YOUR INSTRUCTIONS | Working from the records below, repeat exactly the lines starting at the line that contains "For this drill the class indicates the smile" and ending at the line that contains "Domain: waterhole monitoring", inclusive.

MATERIAL TO PROCESS |
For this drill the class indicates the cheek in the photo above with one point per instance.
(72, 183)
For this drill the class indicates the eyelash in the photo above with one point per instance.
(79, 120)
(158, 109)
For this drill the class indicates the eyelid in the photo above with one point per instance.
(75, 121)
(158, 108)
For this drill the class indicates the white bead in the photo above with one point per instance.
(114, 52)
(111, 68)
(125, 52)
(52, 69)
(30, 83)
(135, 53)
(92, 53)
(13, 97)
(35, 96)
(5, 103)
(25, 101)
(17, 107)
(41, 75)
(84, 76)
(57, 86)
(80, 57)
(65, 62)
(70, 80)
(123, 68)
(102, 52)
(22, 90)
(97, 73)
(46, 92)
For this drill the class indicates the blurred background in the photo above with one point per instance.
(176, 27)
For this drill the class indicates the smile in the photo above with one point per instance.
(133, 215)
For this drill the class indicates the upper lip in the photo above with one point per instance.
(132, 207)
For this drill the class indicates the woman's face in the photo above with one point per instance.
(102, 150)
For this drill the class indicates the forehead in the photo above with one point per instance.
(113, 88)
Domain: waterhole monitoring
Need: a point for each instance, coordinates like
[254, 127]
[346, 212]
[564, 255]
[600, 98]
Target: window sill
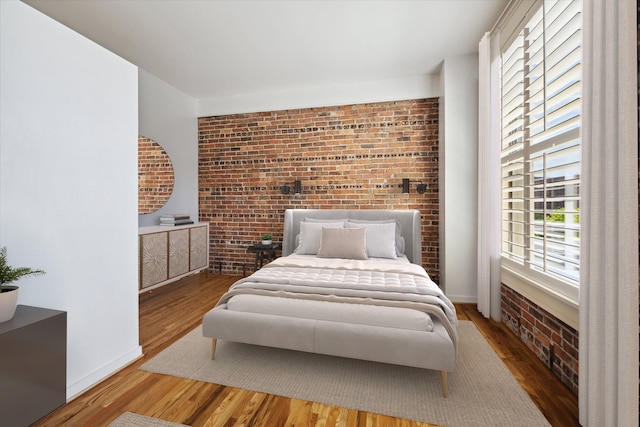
[558, 305]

WRITTEN REPLY |
For this drill the class indicates the smile in the photo above with one point per instance.
(133, 215)
For this drill the class indicates the upper lip in the photo above with one point per instance.
(132, 207)
For this drill the class indicates the woman's face in the photo above with one point per instance.
(102, 150)
For this drill the class indicates the forehead in the photo above with one point per instance.
(113, 88)
Domain: waterhole monitoring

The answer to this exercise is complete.